[Data for this exercise]
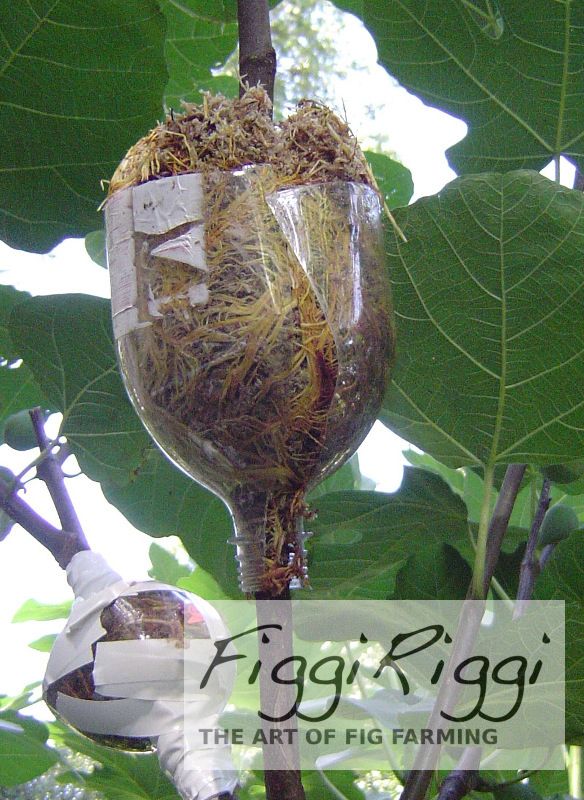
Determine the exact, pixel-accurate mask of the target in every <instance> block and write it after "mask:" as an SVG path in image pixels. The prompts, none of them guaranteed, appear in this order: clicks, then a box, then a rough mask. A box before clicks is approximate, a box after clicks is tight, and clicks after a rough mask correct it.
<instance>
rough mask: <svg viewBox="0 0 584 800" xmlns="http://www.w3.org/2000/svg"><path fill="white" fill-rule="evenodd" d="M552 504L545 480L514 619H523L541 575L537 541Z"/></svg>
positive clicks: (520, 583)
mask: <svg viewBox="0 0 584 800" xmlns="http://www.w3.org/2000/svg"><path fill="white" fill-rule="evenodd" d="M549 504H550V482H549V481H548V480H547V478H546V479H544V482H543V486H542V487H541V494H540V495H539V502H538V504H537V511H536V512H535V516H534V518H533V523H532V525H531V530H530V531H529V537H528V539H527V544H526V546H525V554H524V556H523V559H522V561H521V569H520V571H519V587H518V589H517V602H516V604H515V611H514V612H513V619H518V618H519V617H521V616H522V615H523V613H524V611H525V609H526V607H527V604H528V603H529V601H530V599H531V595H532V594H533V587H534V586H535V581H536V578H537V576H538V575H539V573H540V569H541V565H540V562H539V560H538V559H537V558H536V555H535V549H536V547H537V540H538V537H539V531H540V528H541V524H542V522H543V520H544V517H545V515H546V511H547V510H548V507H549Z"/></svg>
[/Data for this exercise]
Job item:
Reproduce every one of the lines above word for word, without the pictures.

Answer for this exercise:
Determine the exact, pixel-accurate mask of the target in every <instance> block and write it after "mask:" as an SVG path in image pixels. The prompts, none of them guaranteed, appear in this order: clicks, then a box, then a rough mask. A box before clicks is approximate, a box after clicks is tight, and clicks after a rough mask correct it.
<instance>
rough mask: <svg viewBox="0 0 584 800" xmlns="http://www.w3.org/2000/svg"><path fill="white" fill-rule="evenodd" d="M552 504L545 480L514 619H523L541 575L537 541Z"/></svg>
positive clicks: (520, 583)
mask: <svg viewBox="0 0 584 800" xmlns="http://www.w3.org/2000/svg"><path fill="white" fill-rule="evenodd" d="M549 504H550V482H549V481H548V480H547V478H546V479H544V482H543V486H542V487H541V494H540V495H539V502H538V504H537V511H536V512H535V516H534V518H533V523H532V525H531V530H530V531H529V537H528V539H527V544H526V546H525V554H524V556H523V559H522V561H521V569H520V571H519V587H518V589H517V602H516V604H515V611H514V612H513V619H518V618H519V617H521V616H522V615H523V613H524V611H525V609H526V607H527V604H528V603H529V601H530V599H531V595H532V594H533V587H534V586H535V581H536V578H537V576H538V575H539V573H540V569H541V565H540V562H539V560H538V559H537V558H536V555H535V549H536V547H537V540H538V537H539V531H540V528H541V524H542V522H543V520H544V517H545V515H546V511H547V510H548V507H549Z"/></svg>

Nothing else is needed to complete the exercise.